##### TEXT SHOWN #####

Austrian locomotive class

The ÖBB 2070 is a class of 90 shunting and light multipurpose four axle B'B' Diesel-hydraulic locomotive built for the Austrian Federal Railways by Vossloh at the MaK locomotive plant in Kiel, Germany.

Vossloh's type designation for the locomotive class is Vossloh G800 BB. A further 6 locomotives have been built and have been part of Vossloh locomotives leasing fleet.

== ÖBB 2070 ==
The ÖBB 2070 was ordered in November 1998 as the result of a competitive tender. Along with the ÖBB Class 2068 built by Jenbacher in the 1990s they were intended to replace old shunting machines on the railway. The acquisition of the locomotives was part of a plan to modernise the Austrian locomotive fleet, which included the purchase of the ÖBB 1016 "Taurus" and ÖBB 2016 "Hercules" locomotives in the first decade of the 21st century.

The locomotives are built to the standard MaK B'B' diesel hydraulic off-centre cab design as typified by the MaK G1206. ÖBB's locomotives have air conditioned cabs and can be operated in multiple. Remote control operation as well as automatic shunting couplings are also a standard feature of the ÖBB locomotives.

== Industrial use ==
6 locomotives were produced and leased by Vossloh to other companies; primarily industrial clients including BASF, BP, Chemion Logistik GmbH (formerly part of Bayer), Ruhr Oel and Thyssen Krupp, two of the locomotives were eventually sold to Lenzing AG in 2005 and 2008.

== Miniature models ==
Versions of the locomotives have been produced by Jagerndorfer, Liliput and Märklin/Trix in HO scale, and by Minitrix in N scale.

== See also ==
- Vossloh G1000 BB, locomotive design of 2002 of higher power and based on the ÖBB 2070 design.

#####

EXERCISES TO COMPLETE:
1. Answer these questions from the ÖBB 2070 text:
(a) How many locomotives make up the class built for the Austrian Federal Railways?
(b) In what month and year was the ÖBB 2070 ordered?
(c) To which company were two of the leased locomotives eventually sold?
2. Repeat the ÖBB 2070 text word for word, everything from "The locomotives are" down to "in N scale.".
Use nothing but the ÖBB 2070 text as your source.

##### DATA SECTION #####

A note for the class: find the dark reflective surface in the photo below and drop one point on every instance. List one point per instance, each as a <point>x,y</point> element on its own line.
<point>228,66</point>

#####

TASK RESULTS:
1.
(a) 90
(b) November 1998
(c) Lenzing AG

2.
The locomotives are built to the standard MaK B'B' diesel hydraulic off-centre cab design as typified by the MaK G1206. ÖBB's locomotives have air conditioned cabs and can be operated in multiple. Remote control operation as well as automatic shunting couplings are also a standard feature of the ÖBB locomotives.

== Industrial use ==
6 locomotives were produced and leased by Vossloh to other companies; primarily industrial clients including BASF, BP, Chemion Logistik GmbH (formerly part of Bayer), Ruhr Oel and Thyssen Krupp, two of the locomotives were eventually sold to Lenzing AG in 2005 and 2008.

== Miniature models ==
Versions of the locomotives have been produced by Jagerndorfer, Liliput and Märklin/Trix in HO scale, and by Minitrix in N scale.